YOUR TASK:
Reproduce exactly the lines of the material beneath, from the line that contains "phrase -- woman's right hand" to the line that contains "phrase -- open book", both included, and no other lines.

RECORDS SUPPLIED:

::::::::

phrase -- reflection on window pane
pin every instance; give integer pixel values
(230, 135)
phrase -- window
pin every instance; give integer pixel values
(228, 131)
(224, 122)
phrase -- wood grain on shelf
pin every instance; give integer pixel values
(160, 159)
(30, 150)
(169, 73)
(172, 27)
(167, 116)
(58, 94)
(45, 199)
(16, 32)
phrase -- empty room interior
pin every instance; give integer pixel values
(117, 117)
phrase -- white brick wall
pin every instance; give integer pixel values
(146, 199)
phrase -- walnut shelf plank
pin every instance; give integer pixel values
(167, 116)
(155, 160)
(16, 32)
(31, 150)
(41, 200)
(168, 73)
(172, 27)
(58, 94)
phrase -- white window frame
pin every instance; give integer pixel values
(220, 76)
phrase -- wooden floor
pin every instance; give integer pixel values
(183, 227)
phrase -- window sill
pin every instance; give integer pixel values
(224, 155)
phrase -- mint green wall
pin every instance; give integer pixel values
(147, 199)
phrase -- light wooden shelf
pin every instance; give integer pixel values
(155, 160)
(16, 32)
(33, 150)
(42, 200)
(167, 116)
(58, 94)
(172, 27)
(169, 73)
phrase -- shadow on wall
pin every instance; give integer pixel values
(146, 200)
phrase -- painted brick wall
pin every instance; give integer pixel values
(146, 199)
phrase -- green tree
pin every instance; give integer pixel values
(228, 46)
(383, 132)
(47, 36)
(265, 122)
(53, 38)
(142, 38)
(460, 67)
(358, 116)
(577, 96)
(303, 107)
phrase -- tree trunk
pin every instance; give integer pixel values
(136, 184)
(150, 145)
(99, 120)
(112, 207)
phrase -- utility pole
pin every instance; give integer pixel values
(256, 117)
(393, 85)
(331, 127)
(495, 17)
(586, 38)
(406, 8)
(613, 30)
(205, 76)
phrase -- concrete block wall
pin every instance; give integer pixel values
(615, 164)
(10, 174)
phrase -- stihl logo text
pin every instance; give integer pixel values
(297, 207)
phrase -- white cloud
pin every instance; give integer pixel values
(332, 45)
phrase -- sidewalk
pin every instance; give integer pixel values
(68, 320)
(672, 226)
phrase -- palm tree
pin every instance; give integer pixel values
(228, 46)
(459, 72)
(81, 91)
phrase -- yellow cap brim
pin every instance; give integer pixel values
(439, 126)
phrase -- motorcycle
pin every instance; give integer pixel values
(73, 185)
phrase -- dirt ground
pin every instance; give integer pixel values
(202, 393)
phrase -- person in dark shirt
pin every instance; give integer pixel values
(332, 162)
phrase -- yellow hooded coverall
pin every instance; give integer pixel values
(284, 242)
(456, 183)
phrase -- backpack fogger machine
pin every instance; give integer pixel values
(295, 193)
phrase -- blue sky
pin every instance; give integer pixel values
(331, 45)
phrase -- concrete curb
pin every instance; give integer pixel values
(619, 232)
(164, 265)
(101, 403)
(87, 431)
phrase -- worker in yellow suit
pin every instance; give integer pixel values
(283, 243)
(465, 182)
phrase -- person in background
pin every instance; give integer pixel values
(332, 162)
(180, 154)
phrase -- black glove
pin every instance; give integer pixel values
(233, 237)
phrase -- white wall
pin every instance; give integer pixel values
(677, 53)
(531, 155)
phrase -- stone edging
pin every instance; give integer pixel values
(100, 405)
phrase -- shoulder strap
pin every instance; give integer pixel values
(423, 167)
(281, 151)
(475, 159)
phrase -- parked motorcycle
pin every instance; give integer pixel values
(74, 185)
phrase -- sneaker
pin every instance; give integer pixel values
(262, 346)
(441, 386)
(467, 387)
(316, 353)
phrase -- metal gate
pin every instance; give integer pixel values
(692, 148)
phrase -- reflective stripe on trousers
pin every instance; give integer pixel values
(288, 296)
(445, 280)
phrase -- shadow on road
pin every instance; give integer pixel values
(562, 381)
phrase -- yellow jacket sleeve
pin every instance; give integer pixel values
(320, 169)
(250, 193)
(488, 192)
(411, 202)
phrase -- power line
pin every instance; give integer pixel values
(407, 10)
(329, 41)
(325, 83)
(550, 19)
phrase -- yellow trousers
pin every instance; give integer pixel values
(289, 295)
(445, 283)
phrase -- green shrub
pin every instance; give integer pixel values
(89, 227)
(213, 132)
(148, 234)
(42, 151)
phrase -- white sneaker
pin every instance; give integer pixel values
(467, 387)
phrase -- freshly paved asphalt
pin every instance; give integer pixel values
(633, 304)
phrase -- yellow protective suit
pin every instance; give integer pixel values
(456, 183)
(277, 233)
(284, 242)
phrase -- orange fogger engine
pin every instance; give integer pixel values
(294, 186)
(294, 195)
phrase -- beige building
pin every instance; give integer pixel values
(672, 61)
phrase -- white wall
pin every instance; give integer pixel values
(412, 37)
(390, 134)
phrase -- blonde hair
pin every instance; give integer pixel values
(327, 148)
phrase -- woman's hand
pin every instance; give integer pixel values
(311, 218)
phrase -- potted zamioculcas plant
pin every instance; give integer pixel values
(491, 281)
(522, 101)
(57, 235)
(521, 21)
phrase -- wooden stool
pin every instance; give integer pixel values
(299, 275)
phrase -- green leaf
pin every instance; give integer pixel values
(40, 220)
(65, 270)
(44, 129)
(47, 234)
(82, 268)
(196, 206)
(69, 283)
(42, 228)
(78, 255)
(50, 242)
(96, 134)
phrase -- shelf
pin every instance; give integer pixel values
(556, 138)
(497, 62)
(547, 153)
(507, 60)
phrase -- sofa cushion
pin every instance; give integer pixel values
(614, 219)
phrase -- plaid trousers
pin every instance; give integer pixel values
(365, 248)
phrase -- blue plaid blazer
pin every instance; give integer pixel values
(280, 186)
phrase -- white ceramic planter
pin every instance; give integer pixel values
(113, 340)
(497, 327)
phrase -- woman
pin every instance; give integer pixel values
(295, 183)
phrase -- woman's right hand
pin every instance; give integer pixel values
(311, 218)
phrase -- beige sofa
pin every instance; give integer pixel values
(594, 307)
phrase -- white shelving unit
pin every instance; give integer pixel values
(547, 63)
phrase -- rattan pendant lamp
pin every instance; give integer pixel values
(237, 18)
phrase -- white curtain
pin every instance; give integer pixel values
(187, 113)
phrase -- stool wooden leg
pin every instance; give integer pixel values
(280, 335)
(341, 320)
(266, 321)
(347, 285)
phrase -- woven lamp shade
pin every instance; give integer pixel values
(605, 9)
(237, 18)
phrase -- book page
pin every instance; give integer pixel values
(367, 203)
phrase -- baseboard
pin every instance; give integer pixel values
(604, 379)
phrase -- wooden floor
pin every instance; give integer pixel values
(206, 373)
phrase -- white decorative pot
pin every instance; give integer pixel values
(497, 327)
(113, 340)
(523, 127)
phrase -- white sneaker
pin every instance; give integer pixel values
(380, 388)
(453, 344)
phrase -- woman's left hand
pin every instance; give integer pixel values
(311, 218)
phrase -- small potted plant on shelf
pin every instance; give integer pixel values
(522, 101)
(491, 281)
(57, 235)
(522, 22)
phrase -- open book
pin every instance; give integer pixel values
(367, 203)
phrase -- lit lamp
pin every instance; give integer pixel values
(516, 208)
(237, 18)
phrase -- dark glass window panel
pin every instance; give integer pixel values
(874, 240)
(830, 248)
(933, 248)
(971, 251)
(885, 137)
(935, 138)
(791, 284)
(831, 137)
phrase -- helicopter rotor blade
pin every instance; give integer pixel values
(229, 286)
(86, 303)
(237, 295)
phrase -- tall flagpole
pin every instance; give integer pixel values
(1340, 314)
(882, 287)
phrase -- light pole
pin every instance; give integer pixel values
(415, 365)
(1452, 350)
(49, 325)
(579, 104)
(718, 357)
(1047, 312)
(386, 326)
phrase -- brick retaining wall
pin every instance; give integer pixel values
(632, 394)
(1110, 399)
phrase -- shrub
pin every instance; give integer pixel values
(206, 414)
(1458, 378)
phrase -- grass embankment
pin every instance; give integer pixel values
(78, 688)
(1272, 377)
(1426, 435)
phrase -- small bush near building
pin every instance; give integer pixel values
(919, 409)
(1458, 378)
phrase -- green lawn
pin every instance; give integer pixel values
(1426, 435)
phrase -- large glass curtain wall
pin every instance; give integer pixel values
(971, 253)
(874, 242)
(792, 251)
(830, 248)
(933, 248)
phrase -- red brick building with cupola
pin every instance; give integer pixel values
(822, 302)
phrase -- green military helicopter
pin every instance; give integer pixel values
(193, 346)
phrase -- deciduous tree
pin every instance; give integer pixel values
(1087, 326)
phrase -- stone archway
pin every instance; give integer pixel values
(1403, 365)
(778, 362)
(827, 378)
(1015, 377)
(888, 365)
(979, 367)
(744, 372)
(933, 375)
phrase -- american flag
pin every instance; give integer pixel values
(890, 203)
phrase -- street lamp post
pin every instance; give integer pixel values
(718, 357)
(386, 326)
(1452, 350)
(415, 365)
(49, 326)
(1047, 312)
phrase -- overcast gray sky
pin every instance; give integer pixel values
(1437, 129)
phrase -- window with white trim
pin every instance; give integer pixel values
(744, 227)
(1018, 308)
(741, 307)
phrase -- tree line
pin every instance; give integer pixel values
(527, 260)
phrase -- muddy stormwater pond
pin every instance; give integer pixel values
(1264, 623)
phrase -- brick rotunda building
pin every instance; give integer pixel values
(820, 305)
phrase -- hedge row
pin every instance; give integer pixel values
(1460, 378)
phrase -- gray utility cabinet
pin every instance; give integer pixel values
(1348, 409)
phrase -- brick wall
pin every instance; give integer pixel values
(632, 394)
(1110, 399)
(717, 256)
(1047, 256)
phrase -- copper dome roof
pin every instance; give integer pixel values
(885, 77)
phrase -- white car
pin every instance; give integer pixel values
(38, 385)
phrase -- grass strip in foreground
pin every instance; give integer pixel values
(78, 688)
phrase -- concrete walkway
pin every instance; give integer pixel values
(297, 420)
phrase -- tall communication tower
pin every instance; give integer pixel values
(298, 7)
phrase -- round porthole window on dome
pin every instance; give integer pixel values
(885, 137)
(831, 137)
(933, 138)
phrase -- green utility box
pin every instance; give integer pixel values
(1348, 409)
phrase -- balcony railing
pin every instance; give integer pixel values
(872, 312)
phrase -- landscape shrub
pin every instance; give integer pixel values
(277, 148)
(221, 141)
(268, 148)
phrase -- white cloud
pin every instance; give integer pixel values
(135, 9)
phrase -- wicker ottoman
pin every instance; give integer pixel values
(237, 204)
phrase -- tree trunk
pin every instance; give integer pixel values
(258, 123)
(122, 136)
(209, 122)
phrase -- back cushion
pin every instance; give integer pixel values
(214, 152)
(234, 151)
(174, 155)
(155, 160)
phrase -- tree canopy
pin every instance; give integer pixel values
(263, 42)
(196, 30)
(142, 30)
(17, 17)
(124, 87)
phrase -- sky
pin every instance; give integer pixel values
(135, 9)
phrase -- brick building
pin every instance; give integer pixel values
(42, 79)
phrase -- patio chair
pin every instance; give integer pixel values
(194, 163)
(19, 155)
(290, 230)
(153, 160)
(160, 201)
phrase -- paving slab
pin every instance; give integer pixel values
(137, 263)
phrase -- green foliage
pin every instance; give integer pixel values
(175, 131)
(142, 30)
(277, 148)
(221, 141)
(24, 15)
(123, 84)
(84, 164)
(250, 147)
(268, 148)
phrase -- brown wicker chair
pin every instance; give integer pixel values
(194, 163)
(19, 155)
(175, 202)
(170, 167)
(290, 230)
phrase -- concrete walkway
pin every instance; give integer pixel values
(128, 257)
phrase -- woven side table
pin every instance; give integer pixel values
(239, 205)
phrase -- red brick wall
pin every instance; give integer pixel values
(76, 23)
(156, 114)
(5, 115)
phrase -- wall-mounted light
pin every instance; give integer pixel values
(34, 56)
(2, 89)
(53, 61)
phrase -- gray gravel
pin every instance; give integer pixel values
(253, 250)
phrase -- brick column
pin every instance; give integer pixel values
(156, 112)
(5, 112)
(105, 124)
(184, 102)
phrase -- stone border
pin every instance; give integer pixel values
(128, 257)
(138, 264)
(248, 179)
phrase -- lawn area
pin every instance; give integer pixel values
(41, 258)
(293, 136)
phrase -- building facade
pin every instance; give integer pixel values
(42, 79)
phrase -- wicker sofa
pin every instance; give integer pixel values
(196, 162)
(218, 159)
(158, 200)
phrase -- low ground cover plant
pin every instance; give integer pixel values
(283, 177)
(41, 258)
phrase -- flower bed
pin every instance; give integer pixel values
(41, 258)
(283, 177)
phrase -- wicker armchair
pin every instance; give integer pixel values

::::::::

RESPONSE TO THIS EXERCISE:
phrase -- woman's right hand
pin every instance; give integer pixel values
(311, 218)
phrase -- beige sofa
pin every instance; give integer pixel values
(594, 307)
phrase -- white shelving unit
pin every instance; give integer pixel values
(547, 63)
phrase -- rattan pendant lamp
pin every instance; give integer pixel values
(237, 18)
phrase -- white curtain
pin every instance; give integer pixel values
(187, 113)
phrase -- stool wooden leg
pin every instance; give integer pixel values
(280, 335)
(341, 320)
(266, 321)
(347, 285)
phrase -- woven lamp shade
pin every instance; give integer pixel values
(605, 9)
(237, 18)
phrase -- book page
pin every instance; give integer pixel values
(367, 203)
phrase -- baseboard
pin every instance; give integer pixel values
(604, 379)
phrase -- wooden floor
pin every instance; give integer pixel values
(206, 373)
phrase -- white decorative pot
pin every instance; give integer pixel values
(497, 327)
(113, 340)
(523, 127)
phrase -- white sneaker
pin every instance; give integer pixel values
(380, 388)
(453, 344)
phrase -- woman's left hand
pin every instance; give integer pixel values
(311, 218)
phrase -- small potted plant on shelf
pin every instance; give integer pixel values
(522, 101)
(491, 281)
(57, 235)
(522, 22)
phrase -- open book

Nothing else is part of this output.